··· EXTRAIT ···

Parasha – 170 – Nitsavim 5784

בס »ד

La Paracha Nitsavim commence par un « Brit » (une Alliance) que Moché Rabénou conclut entre les Bené Israël et Hachem (Devarim 29, 9-28).

Ce Brit fait suite à celui qui est mentionné dans la Paracha précédente, Ki Tavo (28, 69) en conclusion de la Tokha’ha (la « Remontrance ») (28, 1-68) qui énumère les conséquences favorables du respect de la Torah, et les effets néfastes de son abandon.

Nos Commentateurs expliquent généralement que le premier Brit se rapporte aux actions personnelles de chacun, tandis que le nouveau Brit se réfère à la responsabilité mutuelle de l’ensemble du Peuple Juif.

Cependant, même le premier Brit ne s’adresse pas simplement à chaque individu, l’emploi du singulier dans la Torah désigne généralement le Peuple en tant qu’entité. La teneur des Berakhot ou des Kelalot montre clairement qu’elles s’adressent à la collectivité (28, 1 ; 10 ; 12, 21 ; 25 etc…).

La différence entre les deux Alliances se situe dans la responsabilité collective relative aux méfaits des individus, alors que l’ensemble du Peuple agit convenablement.

La suite de la Paracha (30, 1-10) annonce la « fin de l’Histoire » du Monde, en soulignant que l’issue ne pourra venir que d’un retour vers Hachem qui amènera en conséquence le rassemblement des Juifs éparpillés dans le Monde, et leur retour en Erets Israël.

La Torah enchaîne ensuite sur les versets (30, 11-14) : « …Car cette Mitsva que Je t’ordonne ce jour n’est ni inaccessible, ni lointaine. Elle n’est pas dans les Cieux pour dire : qui montera aux Cieux pour nous et la prendra pour nous, et nous la fera entendre et nous l’accomplirons. Et elle n’est pas de l’autre côté de la mer, pour dire : qui traversera vers l’outre-mer et la prendra pour nous et nous la fera entendre, et nous l’accomplirons. Car la chose est très proche de toi, dans ta bouche et dans ton cœur pour l’accomplir ! »

Ces versets paraissent « hermétiques », car ils ne précisent pas de quelle Mitsva il s’agit.

···

■ LA CONSIGNE ■
Rédigez la suite du commentaire sur la Paracha Nitsavim, en reprenant après sa dernière phrase. Les lignes ci-dessous ne sont pas nécessaires.

··· JEU DE DONNÉES ···

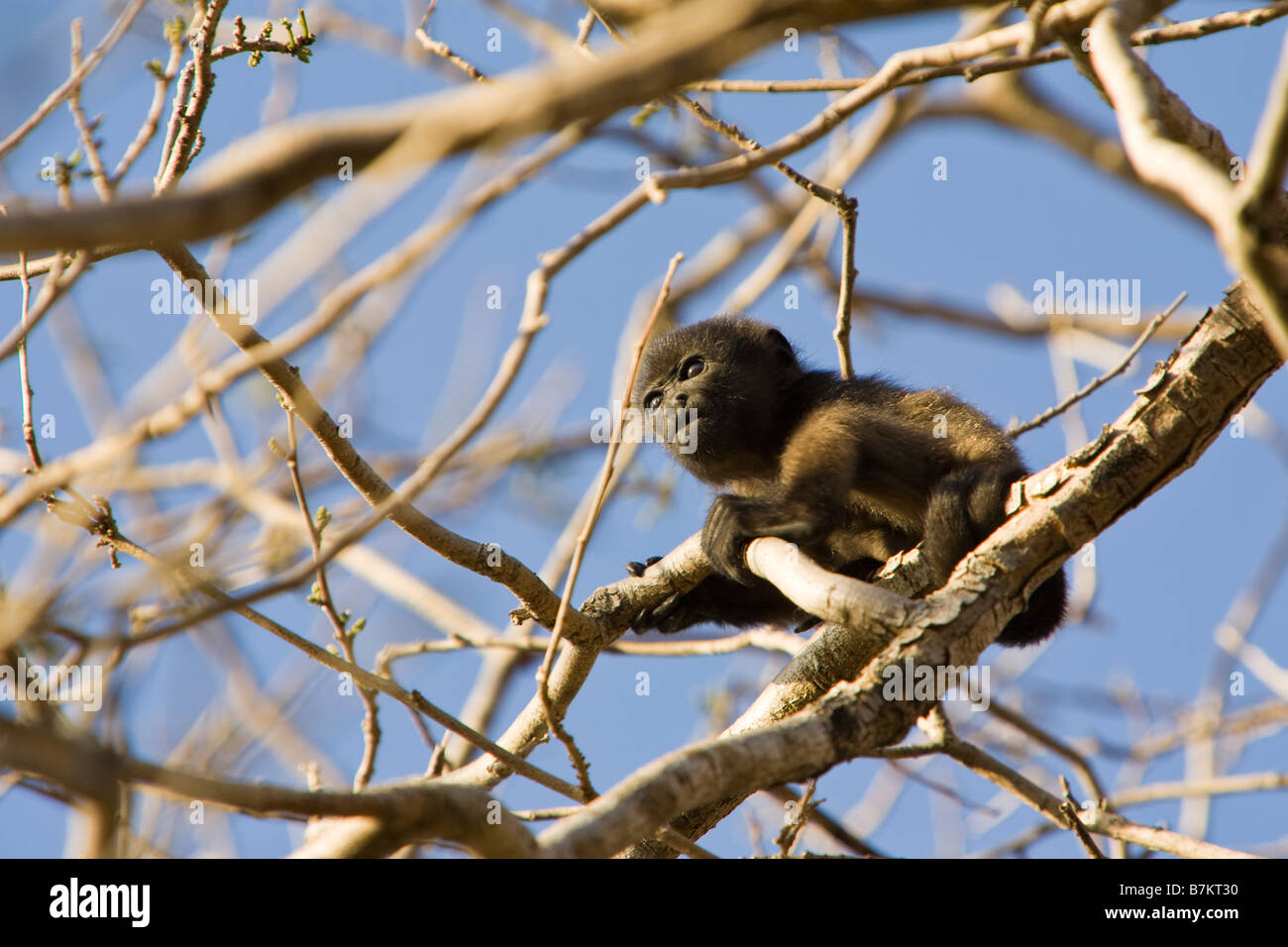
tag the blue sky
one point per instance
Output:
(1012, 211)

···

■ RÉPONSE ATTENDUE ■
Rachi (14) les explique relativement à la Torah qui nous est accessible sans réserve, la Torah écrite et la Torah Orale !

Le Ramban (11) cite Rachi, mais objecte qu’alors le verset aurait dû dire : « Toute la Mitsva que Je t’ordonne ce jour » ?! Il explique qu’il s’agit de la Techouva qui est mentionnée plus haut (30, 1-2) « …et tu ramèneras à ton cœur …Et tu reviendras jusqu’à Hachem ton Dieu … ».

Le Ramban souligne que cette Mitsva que nous avons le devoir d’accomplir est exprimée à l’indicatif et non à l’impératif (tu ramèneras, tu reviendras …) pour faire allusion à la promesse que cela se réalisera.

Et même si le Peuple Juif est matériellement ou moralement éloigné de Hachem, dispersé parmi les nations, il pourra revenir à Hachem comme le souligne le verset de la Torah : « …la chose n’est pas inaccessible ni lointaine de toi … ». Il souligne que tel est le sens de ces paroles : « …dans ta bouche et dans ton cœur pour l’accomplir », reconnaitre « par la bouche », et revenir dans leur cœur, et accepter ce jour sur eux la Torah pour l’accomplir pour toutes les générations.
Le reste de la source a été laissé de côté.